■ DATA FOR REVIEW:
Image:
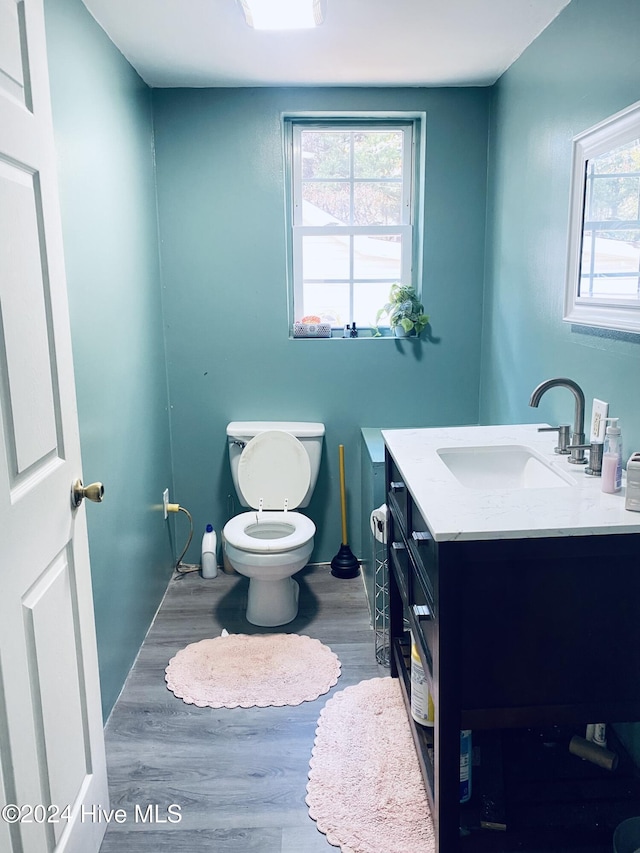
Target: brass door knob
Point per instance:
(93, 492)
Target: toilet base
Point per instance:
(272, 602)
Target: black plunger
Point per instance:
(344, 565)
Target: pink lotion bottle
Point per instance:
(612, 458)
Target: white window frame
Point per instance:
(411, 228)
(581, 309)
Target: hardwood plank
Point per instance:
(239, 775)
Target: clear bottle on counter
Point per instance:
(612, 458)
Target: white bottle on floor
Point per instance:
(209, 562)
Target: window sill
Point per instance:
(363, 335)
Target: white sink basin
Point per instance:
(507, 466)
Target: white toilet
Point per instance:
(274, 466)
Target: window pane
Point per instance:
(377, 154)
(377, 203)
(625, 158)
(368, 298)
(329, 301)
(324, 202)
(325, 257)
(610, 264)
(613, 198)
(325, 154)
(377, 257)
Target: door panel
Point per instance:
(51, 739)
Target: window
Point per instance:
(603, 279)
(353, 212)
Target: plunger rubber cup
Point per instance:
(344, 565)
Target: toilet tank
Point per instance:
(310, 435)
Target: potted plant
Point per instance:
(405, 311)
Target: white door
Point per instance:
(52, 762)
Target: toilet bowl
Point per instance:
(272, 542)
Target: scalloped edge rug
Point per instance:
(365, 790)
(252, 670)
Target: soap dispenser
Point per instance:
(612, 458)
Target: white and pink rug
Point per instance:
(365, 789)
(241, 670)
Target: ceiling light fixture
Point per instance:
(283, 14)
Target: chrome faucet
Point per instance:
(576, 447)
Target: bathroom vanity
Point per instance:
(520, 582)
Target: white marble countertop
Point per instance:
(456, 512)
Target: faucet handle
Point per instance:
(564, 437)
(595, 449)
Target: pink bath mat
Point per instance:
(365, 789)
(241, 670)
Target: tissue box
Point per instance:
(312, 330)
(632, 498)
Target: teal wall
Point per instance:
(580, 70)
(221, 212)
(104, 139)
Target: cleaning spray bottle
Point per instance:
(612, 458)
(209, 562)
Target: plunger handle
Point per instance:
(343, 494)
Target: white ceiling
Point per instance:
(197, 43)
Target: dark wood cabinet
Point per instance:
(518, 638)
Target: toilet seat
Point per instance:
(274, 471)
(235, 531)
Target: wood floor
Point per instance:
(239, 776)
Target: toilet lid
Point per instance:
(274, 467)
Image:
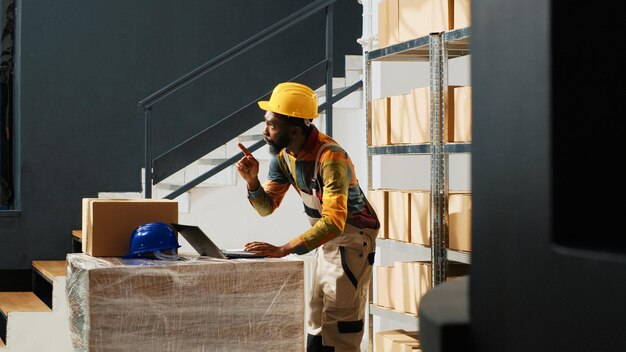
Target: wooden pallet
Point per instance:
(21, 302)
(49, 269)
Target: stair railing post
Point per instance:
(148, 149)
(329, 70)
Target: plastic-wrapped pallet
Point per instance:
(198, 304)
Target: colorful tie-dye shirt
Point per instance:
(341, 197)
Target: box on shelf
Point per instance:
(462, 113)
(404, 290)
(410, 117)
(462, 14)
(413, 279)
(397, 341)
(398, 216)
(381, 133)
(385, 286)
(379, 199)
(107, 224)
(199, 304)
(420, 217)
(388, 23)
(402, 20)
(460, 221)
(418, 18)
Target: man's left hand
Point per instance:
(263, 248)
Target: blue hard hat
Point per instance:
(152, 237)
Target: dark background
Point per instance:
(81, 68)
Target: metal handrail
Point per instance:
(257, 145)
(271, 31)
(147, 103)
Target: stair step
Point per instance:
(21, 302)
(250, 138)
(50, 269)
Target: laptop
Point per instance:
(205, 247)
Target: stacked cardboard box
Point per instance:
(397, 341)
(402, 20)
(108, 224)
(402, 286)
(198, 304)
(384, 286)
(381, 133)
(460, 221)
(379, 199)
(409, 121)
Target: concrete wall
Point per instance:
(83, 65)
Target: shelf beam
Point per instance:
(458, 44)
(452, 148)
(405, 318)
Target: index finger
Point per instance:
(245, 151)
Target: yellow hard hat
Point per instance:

■ EXERCISE INSTRUCTIONS:
As listed above, the lines from the line with "Target: window sill" to the line with "Target: window pane" are to be echoed exactly, with both ends included and nothing added.

■ EXPECTED ANSWER:
Target: window sill
Point per instance:
(363, 335)
Target: white sink basin
Point per instance:
(507, 466)
Target: white toilet
Point per instance:
(274, 466)
Target: window pane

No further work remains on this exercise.